+++ PROVIDED TEXT +++
Company Registration in Mumbai: Fees, Process & Legal Requirements (2026) 

Company Registration in Mumbai: Fees, Process & Legal Requirements (2026) 

Mumbai – the city that never sleeps and where people arrive at its shores with dreams as big as their appetites.  

As India’s commercial capital, the city has always rewarded people who move fast. But when it comes to registering a company, moving fast without a clear head is how founders end up restructuring their business two years in; as a result, paying more, losing time, and sometimes losing co-founders over things that could’ve been sorted on day one. 

Consulting companies have seen this happen time and again. The frustrating part is that company registration in Mumbai itself isn’t the problem. The MCA’s SPICe+ portal has improved leaps and bounds. Government fees are low. The Certificate of Incorporation can arrive within a week. What trips people up isn’t the paperwork; it’s the decisions that sit underneath the paperwork. Decisions about structure, ownership, and liability that feel administrative in the moment but turn out to be foundational. 

This blog is all about getting these first decisions right. 

The Structure Question About Company Registration in Mumbai 

When founders ask about company registration, they usually refer to forms. But before any filing happens, there’s a more important question: what kind of entity are you actually building, and for what purpose? 

The three structures worth considering in Mumbai are the Private Limited Company, the LLP, and the One Person Company. Each reflects a different side of the business. 

Private Limited Company  

Undoubtedly the most popular of the options owing to its ability to keep options for business open at a later time. Limited liability, equity issuance, ESOP capability, institutional credibility with banks and enterprise clients – are at its core and built for growth. If there’s any chance of raising external capital, hiring employees, or working with larger organizations that need a vendor with a CIN, this is where you start.  

A PLC requires at least two directors and two shareholders, but those roles can overlap. One director must be an Indian resident; essentially someone who spent at least 182 days in India during the previous calendar year. 

Limited Liability Partnership 

The is often the smarter choice for professional service firms: consulting practices, design studios, legal and accounting firms where the founders are core to the ‘product’ of the company, and profits get distributed rather than reinvested. The compliance burden is meaningfully lighter, which means no mandatory audit under ₹40 lakh turnover, no statutory board meetings, and flexible profit-sharing.  

The hard constraint is equity: an LLP cannot accept institutional investment. If a VC or angel will ever appear in your cap table, don’t use an LLP. Trying to convert later is possible but messy. 

One Person Company  

This sort of business solves a singular problem, i.e. the solo founder who wants limited liability without the friction of a co-founder. One shareholder, one director, all within the same person. It works well until it doesn’t: mandatory conversion to Private Limited once paid-up capital crosses ₹2 crore or annual turnover crosses ₹20 crore. This type of structure is also unavailable to NRIs and foreign nationals. For the right person, it’s genuinely useful. For most startup founders, it’s a temporary solution to a problem that’s worth solving differently.
+++ PROVIDED INFORMATION +++
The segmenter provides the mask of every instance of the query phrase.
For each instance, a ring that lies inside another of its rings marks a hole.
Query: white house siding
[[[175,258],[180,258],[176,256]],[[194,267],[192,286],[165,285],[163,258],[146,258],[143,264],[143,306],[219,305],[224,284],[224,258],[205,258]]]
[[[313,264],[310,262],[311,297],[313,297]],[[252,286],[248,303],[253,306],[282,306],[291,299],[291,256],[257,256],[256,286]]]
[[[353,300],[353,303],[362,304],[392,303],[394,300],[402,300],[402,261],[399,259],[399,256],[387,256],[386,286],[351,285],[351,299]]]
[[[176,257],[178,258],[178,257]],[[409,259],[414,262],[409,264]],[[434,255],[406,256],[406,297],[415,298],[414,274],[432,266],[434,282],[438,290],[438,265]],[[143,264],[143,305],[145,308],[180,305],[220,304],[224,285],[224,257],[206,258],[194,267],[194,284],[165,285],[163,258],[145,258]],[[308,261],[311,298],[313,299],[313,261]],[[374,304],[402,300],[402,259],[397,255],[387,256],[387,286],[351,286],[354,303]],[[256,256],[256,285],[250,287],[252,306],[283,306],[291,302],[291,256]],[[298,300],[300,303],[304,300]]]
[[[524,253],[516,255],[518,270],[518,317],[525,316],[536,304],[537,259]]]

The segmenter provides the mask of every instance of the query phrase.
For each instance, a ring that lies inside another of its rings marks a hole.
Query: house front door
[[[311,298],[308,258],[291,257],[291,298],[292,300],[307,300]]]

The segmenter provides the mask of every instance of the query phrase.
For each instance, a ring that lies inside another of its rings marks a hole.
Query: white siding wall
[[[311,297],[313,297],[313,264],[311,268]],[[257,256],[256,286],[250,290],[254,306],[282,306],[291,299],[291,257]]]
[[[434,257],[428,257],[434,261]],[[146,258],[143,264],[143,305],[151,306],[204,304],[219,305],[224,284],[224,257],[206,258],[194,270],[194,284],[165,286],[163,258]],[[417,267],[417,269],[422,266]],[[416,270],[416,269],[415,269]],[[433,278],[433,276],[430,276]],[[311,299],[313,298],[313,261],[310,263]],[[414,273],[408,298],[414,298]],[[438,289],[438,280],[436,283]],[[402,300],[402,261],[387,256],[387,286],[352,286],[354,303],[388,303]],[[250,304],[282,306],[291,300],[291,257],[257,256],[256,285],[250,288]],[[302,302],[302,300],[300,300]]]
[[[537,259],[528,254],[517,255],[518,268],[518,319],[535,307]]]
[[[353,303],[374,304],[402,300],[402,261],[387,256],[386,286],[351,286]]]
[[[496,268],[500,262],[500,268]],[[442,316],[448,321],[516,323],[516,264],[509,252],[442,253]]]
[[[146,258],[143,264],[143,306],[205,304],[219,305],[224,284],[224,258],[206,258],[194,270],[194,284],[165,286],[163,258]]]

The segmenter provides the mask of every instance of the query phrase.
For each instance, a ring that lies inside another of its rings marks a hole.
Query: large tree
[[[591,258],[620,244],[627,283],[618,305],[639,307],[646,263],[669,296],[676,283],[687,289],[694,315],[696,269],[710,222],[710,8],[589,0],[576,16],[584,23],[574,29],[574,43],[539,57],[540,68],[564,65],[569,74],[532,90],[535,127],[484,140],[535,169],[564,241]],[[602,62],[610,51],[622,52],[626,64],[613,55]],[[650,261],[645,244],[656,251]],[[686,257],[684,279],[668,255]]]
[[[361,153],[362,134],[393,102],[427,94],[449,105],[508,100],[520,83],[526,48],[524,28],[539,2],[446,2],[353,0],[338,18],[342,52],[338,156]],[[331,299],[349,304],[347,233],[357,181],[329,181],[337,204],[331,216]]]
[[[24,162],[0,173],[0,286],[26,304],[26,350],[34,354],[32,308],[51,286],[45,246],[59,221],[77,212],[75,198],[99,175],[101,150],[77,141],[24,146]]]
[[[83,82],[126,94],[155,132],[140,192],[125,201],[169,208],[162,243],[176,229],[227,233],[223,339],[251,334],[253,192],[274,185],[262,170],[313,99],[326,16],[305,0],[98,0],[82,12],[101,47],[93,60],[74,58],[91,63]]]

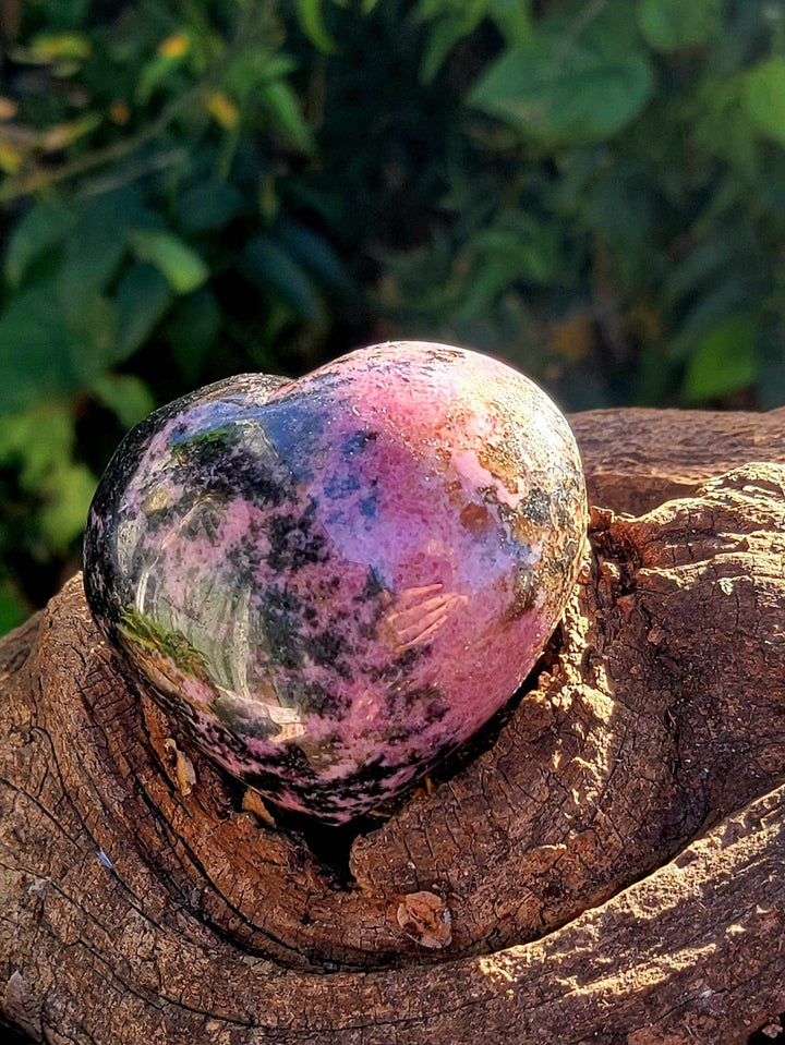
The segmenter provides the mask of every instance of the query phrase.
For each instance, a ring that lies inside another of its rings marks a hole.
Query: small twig
[[[112,142],[111,145],[96,149],[94,153],[87,153],[85,156],[80,156],[69,163],[63,163],[62,167],[52,168],[51,170],[39,169],[33,171],[33,173],[28,174],[21,182],[7,182],[0,186],[0,203],[5,204],[14,199],[20,199],[23,196],[28,196],[31,193],[47,189],[50,185],[70,181],[70,179],[85,174],[87,171],[95,170],[97,167],[105,167],[107,163],[113,163],[117,162],[117,160],[124,159],[143,145],[146,145],[147,142],[152,142],[161,134],[169,124],[177,119],[180,112],[202,94],[202,90],[203,86],[200,84],[198,87],[186,92],[186,94],[167,106],[157,120],[154,120],[153,123],[143,127],[137,134],[131,135],[131,137],[122,138],[120,142]]]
+++
:: EXERCISE TASKS ::
1/ List every business structure that the Mumbai company registration text names as worth considering.
2/ Copy the stretch from "The Structure Question About" through "building, and for what purpose?" in the Mumbai company registration text, renaming "entity" to "business".
3/ According to the Mumbai company registration text, how many days in India must the resident director of a Private Limited Company have spent during the previous calendar year?

:: THE SOLUTIONS ::
1/ Private Limited Company, Limited Liability Partnership, One Person Company

2/
The Structure Question About Company Registration in Mumbai 

When founders ask about company registration, they usually refer to forms. But before any filing happens, there’s a more important question: what kind of business are you actually building, and for what purpose?

3/ At least 182 days.